Zebel LLC v. United States
16-420
| Fed. Cl. | Oct 26, 2017Background
- GSA offered Metro West (vacant federal complex in Baltimore) for online auction by IFB; bids required $100,000 registration deposit and were sold "as is, where is" with explicit disclaimers and a requirement that bids be cash, without contingencies, and non-cancelable.
- IFB defined bids as "continuing offers" for 60 days after auction close; deposits could be forfeited for certain breaches and the first- and second-highest bidders could not obtain withdrawal refunds during/after the auction.
- Zebel (plaintiff) registered and bid $10,000,000 late in the auction window; within 20 hours plaintiff sought to retract the bid after discovering public information about high tax assessments and other issues.
- GSA refused to refund the $100,000 deposit, stating the bid was a binding continuing offer and that the property was sold "as is;" the high bidder later defaulted and GSA accepted Zebel’s backup bid within the 60-day window; Zebel then failed to post additional earnest money and was declared in default.
- Zebel sued in the Court of Federal Claims seeking return of the deposit and attorney’s fees, alleging breach of an implied-in-fact contract (refusal to honor revocation) and breach of the implied duty of good faith and fair dealing (failure to disclose material information).

▬▬▬▬▬▬▬▬▬▬

GIVEN REQUEST 1
State how many lines in the records below contain the string "center". Give only the number.

DATA PROVIDED
▬▬▬▬▬▬▬▬▬▬

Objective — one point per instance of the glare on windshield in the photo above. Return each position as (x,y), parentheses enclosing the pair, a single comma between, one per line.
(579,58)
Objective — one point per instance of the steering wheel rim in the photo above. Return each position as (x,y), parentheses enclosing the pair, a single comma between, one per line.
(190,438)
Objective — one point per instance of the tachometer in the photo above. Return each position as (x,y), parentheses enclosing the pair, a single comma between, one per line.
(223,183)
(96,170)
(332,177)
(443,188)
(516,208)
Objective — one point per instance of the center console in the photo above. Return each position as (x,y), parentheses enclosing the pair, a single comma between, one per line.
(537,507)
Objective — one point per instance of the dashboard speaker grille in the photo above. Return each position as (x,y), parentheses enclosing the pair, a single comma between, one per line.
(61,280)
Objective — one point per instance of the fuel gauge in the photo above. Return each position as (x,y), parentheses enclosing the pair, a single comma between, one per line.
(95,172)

▬▬▬▬▬▬▬▬▬▬

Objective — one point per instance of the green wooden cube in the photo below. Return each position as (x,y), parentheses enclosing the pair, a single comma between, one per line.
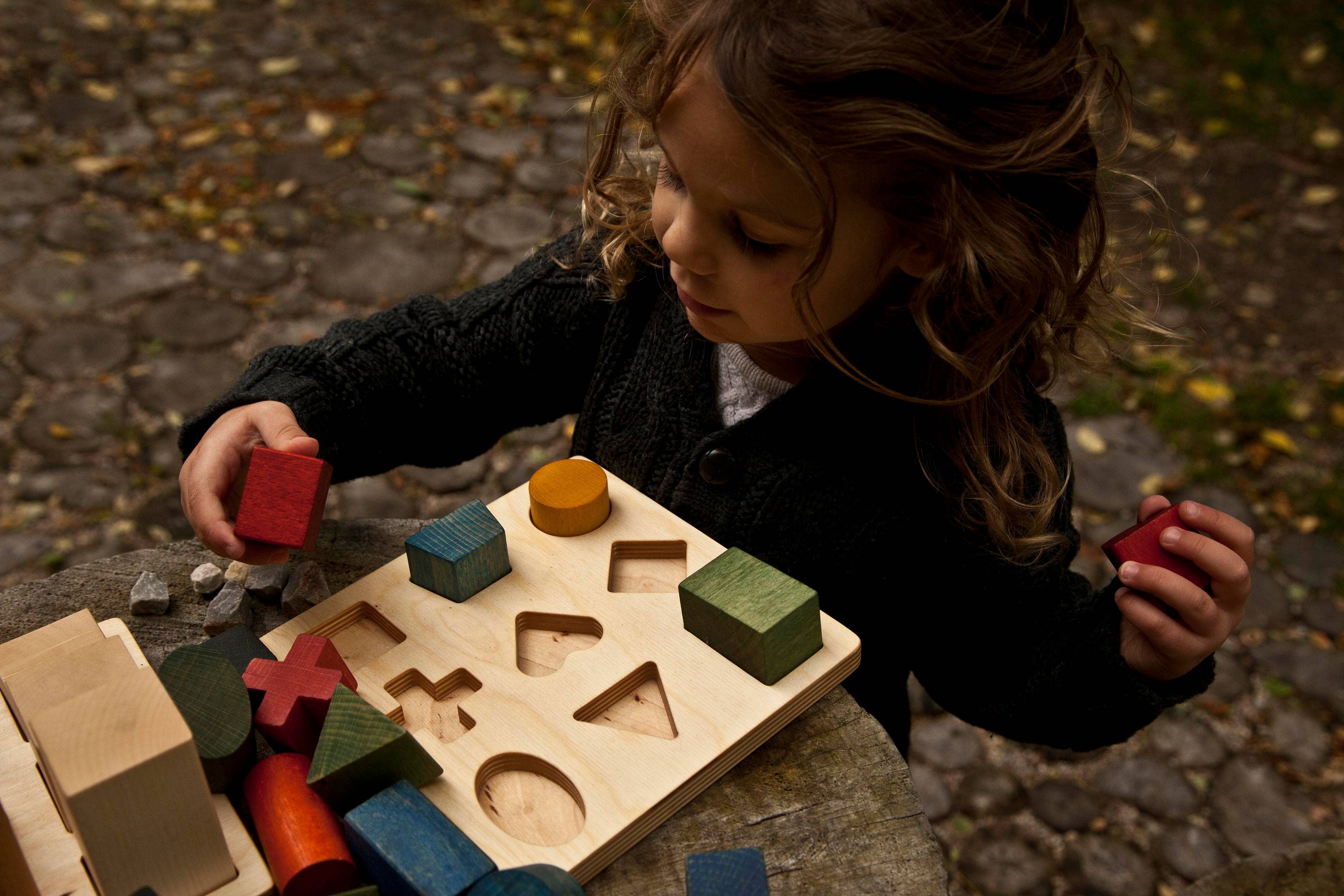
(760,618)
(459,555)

▬▬▬▬▬▬▬▬▬▬

GIVEN REQUEST 2
According to the case summary above, the IFB required bids to have certain qualities. List each of these qualities.

TASK SOLUTION 1
1

TASK SOLUTION 2
- cash
- without contingencies
- non-cancelable